[Object pointing dataset rows]
+--

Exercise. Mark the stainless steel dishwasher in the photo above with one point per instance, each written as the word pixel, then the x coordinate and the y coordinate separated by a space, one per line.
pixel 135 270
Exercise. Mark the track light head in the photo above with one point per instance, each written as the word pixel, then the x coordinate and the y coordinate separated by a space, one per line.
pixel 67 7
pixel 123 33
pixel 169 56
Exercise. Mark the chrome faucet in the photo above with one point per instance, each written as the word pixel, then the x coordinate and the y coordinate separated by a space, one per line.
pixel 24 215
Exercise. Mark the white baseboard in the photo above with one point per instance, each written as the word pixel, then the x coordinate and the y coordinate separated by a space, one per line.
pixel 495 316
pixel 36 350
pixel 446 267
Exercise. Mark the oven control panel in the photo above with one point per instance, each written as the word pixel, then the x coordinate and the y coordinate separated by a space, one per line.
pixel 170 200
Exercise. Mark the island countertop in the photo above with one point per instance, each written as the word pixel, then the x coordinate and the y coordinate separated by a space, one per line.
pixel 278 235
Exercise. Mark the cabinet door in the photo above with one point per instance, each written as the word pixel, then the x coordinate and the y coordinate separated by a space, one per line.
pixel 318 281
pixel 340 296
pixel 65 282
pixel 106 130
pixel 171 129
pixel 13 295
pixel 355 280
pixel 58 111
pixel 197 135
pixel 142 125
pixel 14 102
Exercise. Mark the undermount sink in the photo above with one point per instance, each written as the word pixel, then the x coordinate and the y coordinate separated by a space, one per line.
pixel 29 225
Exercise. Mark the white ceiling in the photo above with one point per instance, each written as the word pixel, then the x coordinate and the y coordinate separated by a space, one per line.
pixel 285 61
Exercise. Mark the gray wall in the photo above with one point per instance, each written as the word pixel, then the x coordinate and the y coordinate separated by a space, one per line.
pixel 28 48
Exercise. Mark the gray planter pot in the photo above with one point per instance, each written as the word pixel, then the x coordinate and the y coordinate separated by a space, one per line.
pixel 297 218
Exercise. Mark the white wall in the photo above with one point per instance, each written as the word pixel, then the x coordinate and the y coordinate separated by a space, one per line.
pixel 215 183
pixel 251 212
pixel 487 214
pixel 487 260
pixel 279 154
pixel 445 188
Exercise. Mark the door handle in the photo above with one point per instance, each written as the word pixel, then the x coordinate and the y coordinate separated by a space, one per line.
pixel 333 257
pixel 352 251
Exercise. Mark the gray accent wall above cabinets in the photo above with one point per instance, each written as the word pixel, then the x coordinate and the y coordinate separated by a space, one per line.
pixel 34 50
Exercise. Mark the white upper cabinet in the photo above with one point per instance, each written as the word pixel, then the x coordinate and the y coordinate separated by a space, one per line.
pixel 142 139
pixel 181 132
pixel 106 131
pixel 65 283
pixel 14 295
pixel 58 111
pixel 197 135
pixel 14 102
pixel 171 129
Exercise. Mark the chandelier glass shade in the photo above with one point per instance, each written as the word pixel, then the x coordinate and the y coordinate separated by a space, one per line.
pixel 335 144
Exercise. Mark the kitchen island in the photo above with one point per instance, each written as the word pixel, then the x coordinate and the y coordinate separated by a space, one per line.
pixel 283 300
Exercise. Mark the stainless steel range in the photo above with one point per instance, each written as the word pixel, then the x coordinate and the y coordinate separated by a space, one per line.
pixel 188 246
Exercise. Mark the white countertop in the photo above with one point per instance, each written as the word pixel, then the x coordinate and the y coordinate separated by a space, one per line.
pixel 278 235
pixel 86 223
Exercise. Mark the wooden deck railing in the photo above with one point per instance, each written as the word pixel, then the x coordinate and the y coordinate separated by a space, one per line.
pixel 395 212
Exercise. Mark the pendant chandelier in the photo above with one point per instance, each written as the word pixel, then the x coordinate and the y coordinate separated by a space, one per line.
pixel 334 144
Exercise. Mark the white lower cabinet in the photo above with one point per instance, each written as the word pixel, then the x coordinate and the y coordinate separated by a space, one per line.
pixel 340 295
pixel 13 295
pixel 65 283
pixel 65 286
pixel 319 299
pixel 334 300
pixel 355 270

+--

## PROBLEM DESCRIPTION
Format everything from the start of the records down to the line containing "pixel 135 270" as a two-column CSV with columns named instruction and response. Give one row per record, with its text and its answer each in a single quoted field and any line breaks replaced by spaces.

## SOLUTION
instruction,response
"Exercise. Mark the stainless steel dishwasher in the photo above with one point per instance, each written as the word pixel, then the x coordinate and the y coordinate separated by a space, one per line.","pixel 135 270"